From the pet hair vacuum Q&A page, reproduce the text between "Please contact me" and "for pet hair.", inclusive.

### [Source]
## start

Best Vacuum For Pet Hair Questions Answered

If you have any questions regarding the content in this website, about the products that are mentioned, or anything about getting the best vacuum for pet hair that suits you, don’t hesitate to contact me . I’d also love to hear any feedback on the site if you’ve found it helpful or have some ideas about how I can improve the site in some way.

Please contact me by submitting your questions or thoughts in the form at the bottom of this page.

 
July 18 2011

I just bought a Dyson DC25. I am slightly disappointed with my new vacuum for 2 reasons. First the extension hose is so stiff that vacuuming my stairs is a major chore. Secondly, it seems I need specialized tools to release the housing that holds the brush bar.

Can you offer any solution to my problem?

M.G

I have owned the Dyson DC25 Animal vacuum cleaner for more than a year and a half. It is an excellent vacuum for pet hair.

To answer your first question. All the Dyson upright vacuums that I own had stiff hoses when they were new. However you just need to use the vacuum hose a few times for it to be easy for you to pull up your stairs.

## end

Point-based annotation data:
## start

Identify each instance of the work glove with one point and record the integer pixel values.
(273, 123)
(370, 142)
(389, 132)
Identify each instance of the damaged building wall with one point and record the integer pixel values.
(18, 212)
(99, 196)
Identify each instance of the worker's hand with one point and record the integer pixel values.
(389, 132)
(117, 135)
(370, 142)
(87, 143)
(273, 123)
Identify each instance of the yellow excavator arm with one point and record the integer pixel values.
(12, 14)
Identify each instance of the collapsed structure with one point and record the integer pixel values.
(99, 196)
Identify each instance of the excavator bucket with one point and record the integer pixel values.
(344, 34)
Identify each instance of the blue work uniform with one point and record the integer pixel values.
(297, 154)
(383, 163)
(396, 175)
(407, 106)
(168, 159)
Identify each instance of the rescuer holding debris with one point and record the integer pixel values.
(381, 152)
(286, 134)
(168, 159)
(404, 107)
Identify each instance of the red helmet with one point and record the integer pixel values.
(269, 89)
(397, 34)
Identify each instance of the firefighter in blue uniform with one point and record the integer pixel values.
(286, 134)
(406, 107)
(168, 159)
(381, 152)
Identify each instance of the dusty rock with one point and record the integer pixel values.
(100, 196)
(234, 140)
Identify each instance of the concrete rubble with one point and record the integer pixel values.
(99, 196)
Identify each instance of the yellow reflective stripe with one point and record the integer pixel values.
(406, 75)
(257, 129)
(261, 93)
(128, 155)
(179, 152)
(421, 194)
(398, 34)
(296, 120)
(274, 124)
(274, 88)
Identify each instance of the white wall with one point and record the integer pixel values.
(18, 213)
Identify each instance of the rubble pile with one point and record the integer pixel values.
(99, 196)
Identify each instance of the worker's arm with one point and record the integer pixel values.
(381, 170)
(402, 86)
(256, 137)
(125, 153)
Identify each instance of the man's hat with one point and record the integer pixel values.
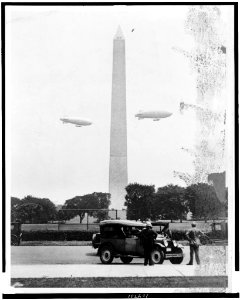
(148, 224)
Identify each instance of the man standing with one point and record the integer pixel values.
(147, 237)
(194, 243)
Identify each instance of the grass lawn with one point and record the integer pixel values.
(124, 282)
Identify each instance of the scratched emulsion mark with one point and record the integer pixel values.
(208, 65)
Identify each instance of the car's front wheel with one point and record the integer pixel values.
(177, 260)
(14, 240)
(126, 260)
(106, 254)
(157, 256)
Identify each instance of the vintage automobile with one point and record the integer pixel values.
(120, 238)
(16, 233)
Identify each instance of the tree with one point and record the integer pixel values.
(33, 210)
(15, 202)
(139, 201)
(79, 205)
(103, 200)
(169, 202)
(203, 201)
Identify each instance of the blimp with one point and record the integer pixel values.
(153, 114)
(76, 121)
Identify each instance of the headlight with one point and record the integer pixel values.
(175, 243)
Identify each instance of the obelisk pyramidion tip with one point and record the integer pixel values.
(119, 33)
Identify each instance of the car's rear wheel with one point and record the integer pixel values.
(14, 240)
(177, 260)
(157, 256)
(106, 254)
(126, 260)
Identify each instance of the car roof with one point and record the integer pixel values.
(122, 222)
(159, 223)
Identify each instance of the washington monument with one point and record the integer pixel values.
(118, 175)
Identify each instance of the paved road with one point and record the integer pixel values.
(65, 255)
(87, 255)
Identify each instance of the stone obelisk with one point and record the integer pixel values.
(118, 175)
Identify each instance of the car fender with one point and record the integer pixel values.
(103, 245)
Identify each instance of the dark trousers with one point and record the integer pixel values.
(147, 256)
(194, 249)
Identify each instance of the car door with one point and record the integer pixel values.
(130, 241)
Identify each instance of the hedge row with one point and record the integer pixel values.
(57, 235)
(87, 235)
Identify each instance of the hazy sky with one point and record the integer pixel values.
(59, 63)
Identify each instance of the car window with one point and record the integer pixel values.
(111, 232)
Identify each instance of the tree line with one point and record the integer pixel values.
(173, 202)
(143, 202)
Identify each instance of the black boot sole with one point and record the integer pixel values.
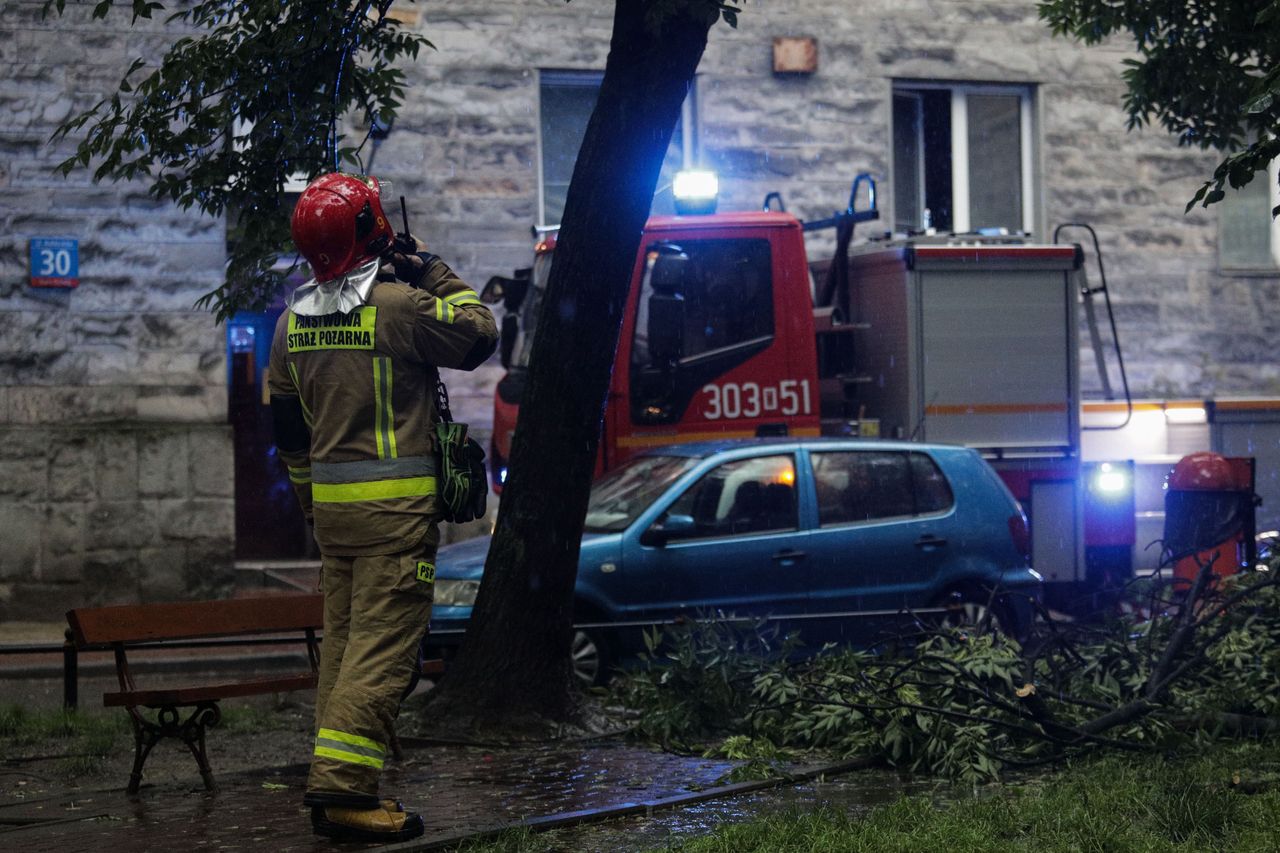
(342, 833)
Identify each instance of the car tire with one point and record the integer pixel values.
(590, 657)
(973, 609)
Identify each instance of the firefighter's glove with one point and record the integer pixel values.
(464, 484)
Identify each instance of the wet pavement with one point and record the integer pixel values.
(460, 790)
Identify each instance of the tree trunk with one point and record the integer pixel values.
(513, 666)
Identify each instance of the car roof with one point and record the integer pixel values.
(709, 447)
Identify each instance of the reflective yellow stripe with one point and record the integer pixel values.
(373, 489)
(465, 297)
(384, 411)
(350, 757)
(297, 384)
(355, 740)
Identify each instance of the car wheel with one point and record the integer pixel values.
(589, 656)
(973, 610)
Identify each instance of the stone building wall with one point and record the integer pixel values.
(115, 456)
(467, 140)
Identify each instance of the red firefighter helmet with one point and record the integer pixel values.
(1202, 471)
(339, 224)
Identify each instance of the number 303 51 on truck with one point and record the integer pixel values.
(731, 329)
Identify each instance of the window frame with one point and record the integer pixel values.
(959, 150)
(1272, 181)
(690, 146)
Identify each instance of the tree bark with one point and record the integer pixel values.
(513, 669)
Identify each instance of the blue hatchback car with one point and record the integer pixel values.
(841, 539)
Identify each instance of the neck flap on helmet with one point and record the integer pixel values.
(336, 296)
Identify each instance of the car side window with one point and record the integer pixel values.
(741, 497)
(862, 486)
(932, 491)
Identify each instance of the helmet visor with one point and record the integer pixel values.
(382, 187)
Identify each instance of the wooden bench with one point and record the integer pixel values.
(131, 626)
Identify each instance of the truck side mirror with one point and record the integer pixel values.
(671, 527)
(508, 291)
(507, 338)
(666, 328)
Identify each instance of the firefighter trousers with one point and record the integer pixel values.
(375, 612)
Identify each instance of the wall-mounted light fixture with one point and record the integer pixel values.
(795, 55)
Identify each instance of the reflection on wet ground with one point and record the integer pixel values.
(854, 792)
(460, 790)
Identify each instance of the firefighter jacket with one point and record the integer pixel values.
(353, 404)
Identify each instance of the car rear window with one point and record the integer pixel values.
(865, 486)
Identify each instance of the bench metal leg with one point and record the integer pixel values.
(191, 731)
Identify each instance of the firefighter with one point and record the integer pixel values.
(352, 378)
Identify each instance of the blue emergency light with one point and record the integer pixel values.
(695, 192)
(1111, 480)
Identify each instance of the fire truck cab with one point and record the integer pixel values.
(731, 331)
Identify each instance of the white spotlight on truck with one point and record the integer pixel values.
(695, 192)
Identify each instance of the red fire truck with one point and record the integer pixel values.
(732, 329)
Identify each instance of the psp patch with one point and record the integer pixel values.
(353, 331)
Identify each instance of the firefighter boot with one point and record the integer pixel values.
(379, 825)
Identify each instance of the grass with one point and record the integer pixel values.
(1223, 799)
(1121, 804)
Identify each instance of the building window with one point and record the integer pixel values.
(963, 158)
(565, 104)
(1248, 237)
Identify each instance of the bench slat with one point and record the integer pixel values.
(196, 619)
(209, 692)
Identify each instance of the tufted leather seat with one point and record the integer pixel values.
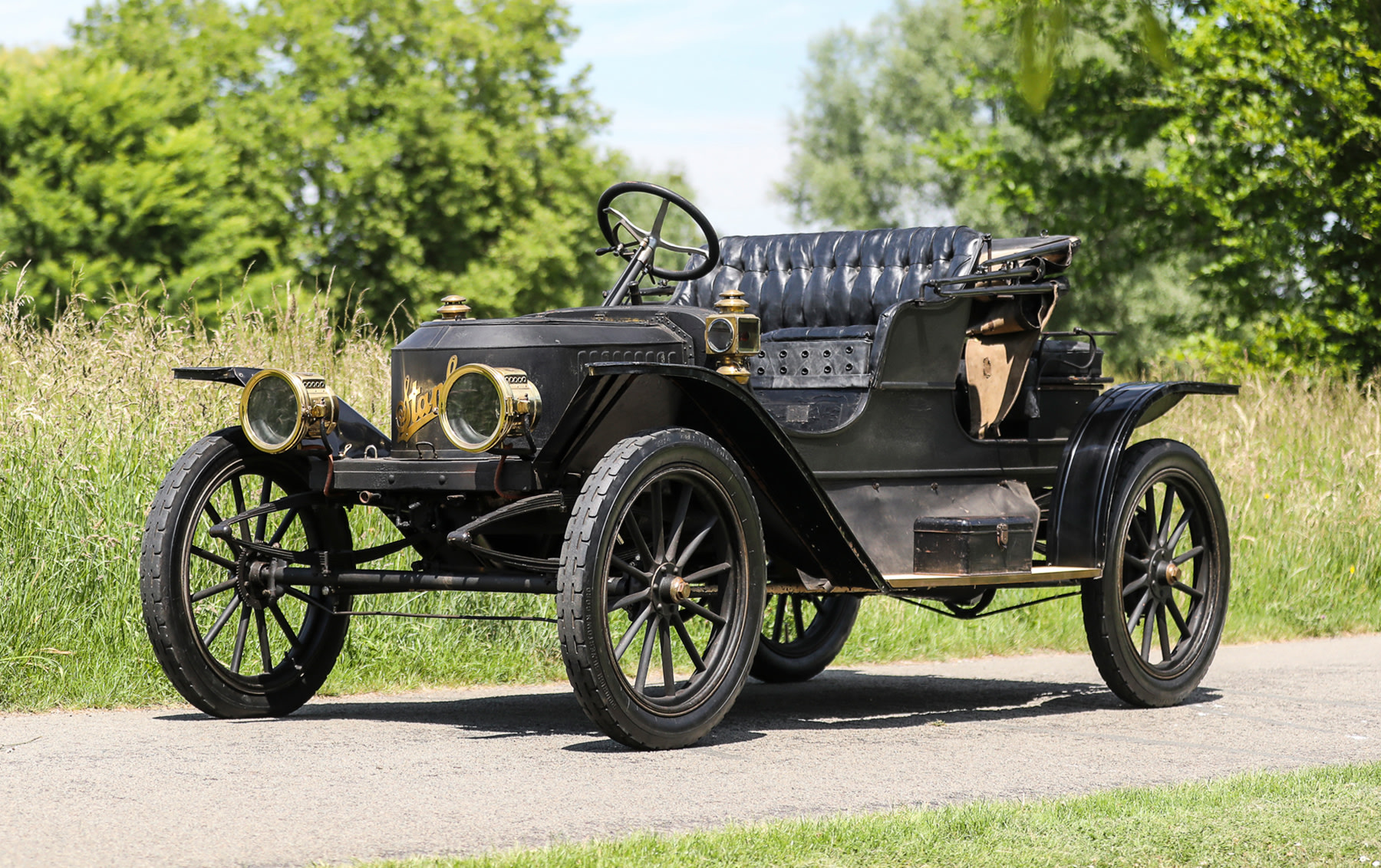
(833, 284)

## end

### [Answer to this exercise]
Please contact me by submitting your questions or thoughts in the form at the bottom of this page.

 
July 18 2011

I just bought a Dyson DC25. I am slightly disappointed with my new vacuum for 2 reasons. First the extension hose is so stiff that vacuuming my stairs is a major chore. Secondly, it seems I need specialized tools to release the housing that holds the brush bar.

Can you offer any solution to my problem?

M.G

I have owned the Dyson DC25 Animal vacuum cleaner for more than a year and a half. It is an excellent vacuum for pet hair.